(Image point annotation entries)
┄┄┄┄┄┄┄┄┄┄┄┄┄┄┄┄┄┄┄┄
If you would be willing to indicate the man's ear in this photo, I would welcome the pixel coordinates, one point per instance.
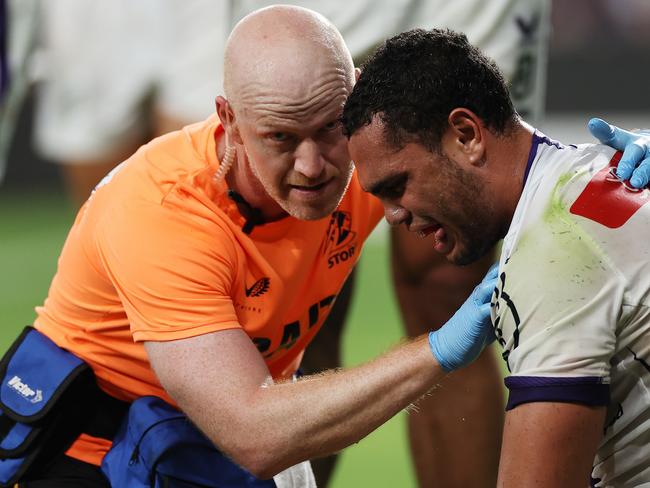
(464, 138)
(228, 119)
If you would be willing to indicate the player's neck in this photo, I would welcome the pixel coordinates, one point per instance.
(512, 151)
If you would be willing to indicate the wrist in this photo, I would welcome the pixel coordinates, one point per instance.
(437, 350)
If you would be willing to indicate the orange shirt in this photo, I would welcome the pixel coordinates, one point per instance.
(157, 254)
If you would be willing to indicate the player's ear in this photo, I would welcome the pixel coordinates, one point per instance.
(228, 119)
(463, 140)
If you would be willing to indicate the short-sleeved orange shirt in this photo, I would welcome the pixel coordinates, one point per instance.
(158, 254)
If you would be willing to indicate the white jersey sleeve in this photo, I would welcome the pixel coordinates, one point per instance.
(572, 306)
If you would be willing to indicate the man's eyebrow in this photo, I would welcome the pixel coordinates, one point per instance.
(387, 184)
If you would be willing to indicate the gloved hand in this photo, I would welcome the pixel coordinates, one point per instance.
(635, 147)
(463, 337)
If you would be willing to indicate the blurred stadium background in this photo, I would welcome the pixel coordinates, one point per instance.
(598, 66)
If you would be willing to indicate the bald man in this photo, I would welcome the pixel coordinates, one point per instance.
(197, 273)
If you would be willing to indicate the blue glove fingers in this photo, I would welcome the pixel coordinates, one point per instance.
(437, 349)
(635, 147)
(601, 130)
(610, 134)
(632, 154)
(641, 175)
(492, 273)
(460, 341)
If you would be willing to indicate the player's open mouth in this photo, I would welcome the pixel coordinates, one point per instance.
(308, 192)
(309, 188)
(442, 243)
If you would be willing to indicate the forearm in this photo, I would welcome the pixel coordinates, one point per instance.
(429, 289)
(290, 422)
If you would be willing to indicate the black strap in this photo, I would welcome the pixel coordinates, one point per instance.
(106, 416)
(253, 215)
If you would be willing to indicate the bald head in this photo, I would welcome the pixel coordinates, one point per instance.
(284, 50)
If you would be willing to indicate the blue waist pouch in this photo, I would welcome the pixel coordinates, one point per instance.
(158, 447)
(45, 396)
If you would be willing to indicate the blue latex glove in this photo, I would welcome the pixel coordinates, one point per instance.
(635, 147)
(463, 337)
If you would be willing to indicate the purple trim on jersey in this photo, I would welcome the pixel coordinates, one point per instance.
(538, 138)
(588, 390)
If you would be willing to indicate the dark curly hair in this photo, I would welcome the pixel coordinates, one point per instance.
(415, 79)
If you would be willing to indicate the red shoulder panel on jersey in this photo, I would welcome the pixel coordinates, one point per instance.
(607, 200)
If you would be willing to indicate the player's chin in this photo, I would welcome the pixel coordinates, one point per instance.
(465, 253)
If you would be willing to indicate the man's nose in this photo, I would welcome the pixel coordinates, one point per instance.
(396, 215)
(309, 159)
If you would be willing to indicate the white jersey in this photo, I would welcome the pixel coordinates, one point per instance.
(572, 306)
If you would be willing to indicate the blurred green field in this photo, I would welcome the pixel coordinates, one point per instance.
(33, 226)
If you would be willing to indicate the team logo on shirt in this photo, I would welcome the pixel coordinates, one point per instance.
(258, 288)
(341, 240)
(501, 301)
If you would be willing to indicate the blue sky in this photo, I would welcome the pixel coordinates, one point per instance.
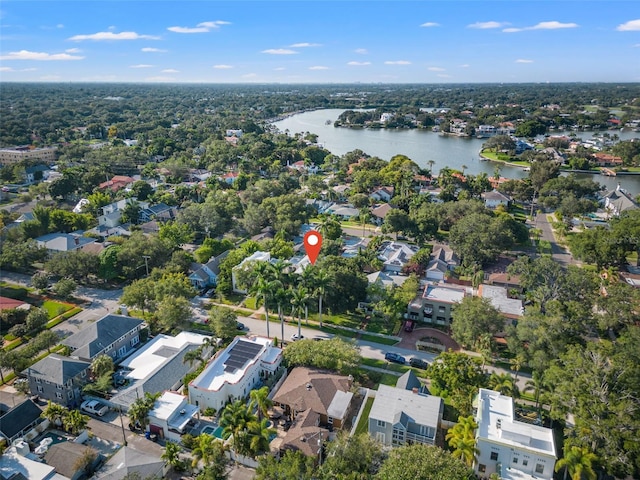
(307, 41)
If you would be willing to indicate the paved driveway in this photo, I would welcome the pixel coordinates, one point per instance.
(409, 339)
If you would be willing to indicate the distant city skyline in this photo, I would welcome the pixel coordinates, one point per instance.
(309, 41)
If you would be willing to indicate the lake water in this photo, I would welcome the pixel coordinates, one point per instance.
(422, 146)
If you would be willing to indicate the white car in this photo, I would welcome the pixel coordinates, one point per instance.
(94, 407)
┄┄┄┄┄┄┄┄┄┄┄┄┄┄┄┄┄┄┄┄
## REQUEST
Rewrite the stretch of the material from the line containing "If you would be willing to indicate the distant" through the end of the material, keeping every line, and rescale each point coordinate by multiplying it by 1.55. Round each result to the nearest whole number, with halves rounded up.

## CORRECT OUTPUT
If you would be willing to indicate the distant city skyline in this photo, I would welcome the pixel coordinates, one point per instance.
(479, 64)
If you would be willing to indicate the lake water in this photo, I would welcome the pixel coordinates, one point per instance.
(654, 226)
If you would be willing to indicate the white car in this photo, I would welcome the pixel coordinates, one point per instance.
(146, 631)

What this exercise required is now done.